Rewrite everything from the line containing "-- sample [168,9]." down to the end of the records below, including the request lines. Multiply only the answer coordinates by 0.35 and round each result to a whole number, with halves rounded up.

[Items from a dataset]
####################

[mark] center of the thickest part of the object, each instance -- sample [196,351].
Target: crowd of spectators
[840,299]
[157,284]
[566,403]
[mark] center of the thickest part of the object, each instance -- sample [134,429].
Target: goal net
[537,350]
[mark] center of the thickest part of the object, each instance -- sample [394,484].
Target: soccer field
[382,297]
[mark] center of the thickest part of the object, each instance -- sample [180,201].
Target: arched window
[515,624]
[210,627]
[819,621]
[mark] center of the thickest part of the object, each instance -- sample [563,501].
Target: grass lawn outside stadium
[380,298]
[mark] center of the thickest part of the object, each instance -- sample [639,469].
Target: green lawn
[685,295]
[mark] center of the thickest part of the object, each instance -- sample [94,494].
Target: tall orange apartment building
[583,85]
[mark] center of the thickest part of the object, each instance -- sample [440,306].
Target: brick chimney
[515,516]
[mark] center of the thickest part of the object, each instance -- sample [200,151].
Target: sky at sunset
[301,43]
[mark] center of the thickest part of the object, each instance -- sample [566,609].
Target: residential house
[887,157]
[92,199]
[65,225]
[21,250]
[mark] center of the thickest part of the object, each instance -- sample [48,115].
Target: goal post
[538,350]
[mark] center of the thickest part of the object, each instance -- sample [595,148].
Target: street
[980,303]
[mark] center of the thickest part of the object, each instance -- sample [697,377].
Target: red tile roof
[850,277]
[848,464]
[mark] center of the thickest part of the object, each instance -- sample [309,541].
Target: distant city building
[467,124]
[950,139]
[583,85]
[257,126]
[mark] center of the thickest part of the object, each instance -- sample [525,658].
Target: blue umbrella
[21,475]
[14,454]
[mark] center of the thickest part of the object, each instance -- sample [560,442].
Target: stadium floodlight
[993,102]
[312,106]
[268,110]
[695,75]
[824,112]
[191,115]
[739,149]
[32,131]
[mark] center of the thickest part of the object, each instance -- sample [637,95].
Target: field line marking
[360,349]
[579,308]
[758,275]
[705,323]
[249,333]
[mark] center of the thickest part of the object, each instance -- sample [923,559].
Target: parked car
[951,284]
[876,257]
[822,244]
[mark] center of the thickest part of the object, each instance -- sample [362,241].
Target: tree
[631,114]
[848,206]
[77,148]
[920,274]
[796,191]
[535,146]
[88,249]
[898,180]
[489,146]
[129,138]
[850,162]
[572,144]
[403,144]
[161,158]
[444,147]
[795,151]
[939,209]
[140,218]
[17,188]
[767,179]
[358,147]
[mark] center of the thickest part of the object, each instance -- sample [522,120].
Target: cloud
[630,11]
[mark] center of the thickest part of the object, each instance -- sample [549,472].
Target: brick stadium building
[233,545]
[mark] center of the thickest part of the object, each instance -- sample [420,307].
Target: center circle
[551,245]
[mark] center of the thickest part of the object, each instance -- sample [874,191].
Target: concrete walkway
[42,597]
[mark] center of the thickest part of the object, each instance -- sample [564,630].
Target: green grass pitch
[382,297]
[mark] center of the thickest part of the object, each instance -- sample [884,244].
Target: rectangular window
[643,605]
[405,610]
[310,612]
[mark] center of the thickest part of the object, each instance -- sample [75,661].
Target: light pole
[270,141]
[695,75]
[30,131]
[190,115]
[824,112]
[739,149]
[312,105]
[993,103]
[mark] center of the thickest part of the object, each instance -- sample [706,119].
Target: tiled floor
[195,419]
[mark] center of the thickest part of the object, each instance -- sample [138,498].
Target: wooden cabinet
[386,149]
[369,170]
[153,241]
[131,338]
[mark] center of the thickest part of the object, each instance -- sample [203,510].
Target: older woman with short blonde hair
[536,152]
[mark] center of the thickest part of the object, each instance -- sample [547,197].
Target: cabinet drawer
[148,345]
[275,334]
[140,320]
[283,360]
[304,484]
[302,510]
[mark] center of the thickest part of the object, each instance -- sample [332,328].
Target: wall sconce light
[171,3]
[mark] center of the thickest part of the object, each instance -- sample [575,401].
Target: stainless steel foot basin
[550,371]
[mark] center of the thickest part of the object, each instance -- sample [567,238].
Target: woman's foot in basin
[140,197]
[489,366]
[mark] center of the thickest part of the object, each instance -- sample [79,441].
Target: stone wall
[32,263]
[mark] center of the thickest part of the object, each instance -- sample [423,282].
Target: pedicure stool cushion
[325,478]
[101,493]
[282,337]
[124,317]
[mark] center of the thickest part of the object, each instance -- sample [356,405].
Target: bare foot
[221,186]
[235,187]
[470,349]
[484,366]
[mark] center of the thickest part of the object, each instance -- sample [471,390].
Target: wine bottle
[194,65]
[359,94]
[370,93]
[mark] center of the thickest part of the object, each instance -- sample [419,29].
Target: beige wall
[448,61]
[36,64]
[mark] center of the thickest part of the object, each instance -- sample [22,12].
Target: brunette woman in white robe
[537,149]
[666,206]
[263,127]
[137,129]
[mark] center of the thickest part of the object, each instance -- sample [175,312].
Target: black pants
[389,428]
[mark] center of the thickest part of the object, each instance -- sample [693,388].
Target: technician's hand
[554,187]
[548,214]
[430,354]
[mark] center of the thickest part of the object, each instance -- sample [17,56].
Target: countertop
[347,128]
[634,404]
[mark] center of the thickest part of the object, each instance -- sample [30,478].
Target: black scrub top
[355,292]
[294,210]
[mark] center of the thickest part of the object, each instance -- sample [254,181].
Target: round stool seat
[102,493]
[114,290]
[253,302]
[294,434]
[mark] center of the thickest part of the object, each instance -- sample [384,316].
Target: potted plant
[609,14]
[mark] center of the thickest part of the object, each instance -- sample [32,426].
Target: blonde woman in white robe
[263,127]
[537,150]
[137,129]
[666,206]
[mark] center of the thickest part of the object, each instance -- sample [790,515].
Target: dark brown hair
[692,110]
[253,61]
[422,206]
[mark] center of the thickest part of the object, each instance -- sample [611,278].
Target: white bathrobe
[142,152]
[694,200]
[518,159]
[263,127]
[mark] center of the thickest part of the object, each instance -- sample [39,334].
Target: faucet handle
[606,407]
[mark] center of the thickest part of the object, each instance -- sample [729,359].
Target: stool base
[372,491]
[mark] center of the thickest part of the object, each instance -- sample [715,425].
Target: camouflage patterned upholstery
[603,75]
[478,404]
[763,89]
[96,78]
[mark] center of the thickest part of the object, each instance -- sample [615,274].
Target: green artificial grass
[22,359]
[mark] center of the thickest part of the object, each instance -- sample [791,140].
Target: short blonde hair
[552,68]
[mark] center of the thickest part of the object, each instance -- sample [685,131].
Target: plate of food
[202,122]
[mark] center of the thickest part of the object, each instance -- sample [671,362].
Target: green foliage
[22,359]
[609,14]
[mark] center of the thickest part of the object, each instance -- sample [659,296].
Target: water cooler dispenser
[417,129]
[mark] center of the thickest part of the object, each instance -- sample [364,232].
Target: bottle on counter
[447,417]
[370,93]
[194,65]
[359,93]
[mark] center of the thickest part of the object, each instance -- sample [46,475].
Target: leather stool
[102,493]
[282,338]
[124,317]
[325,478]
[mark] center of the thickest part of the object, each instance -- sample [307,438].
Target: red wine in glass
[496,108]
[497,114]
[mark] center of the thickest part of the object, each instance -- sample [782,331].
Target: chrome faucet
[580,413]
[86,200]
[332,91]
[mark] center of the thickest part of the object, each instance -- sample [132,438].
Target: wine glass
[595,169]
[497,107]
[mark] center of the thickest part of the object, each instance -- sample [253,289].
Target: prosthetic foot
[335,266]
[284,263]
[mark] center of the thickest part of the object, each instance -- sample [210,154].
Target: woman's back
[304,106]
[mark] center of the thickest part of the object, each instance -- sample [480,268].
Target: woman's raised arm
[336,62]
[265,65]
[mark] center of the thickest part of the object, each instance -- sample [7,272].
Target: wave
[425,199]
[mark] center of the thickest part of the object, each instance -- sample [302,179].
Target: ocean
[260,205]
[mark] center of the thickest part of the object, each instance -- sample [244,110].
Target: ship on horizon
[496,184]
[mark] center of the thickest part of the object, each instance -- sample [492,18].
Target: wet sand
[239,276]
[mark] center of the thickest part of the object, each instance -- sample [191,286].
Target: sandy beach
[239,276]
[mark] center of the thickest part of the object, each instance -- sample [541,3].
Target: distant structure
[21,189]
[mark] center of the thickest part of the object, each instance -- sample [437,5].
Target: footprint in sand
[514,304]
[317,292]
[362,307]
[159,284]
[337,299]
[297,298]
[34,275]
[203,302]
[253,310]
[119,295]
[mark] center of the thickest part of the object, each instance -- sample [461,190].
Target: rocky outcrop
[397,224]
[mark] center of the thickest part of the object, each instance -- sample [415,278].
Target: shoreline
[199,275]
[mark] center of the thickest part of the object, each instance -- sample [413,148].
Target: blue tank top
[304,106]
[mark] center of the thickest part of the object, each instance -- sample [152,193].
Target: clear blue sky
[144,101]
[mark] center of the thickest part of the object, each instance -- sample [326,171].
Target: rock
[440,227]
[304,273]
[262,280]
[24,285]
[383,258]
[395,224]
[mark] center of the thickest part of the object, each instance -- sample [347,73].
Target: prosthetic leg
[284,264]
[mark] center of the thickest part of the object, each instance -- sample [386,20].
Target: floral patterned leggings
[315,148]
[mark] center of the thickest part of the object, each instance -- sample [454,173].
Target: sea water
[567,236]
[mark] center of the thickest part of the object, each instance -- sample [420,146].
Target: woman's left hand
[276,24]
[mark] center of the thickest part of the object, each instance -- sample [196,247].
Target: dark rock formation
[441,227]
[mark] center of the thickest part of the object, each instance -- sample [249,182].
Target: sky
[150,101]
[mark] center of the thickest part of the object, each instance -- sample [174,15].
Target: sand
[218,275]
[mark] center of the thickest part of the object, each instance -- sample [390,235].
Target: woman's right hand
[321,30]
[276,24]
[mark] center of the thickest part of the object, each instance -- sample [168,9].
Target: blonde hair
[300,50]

####################

### Exercise solution
[mark] center of the thickest part of the object, each instance -- sample [168,9].
Target: blonde hair
[105,18]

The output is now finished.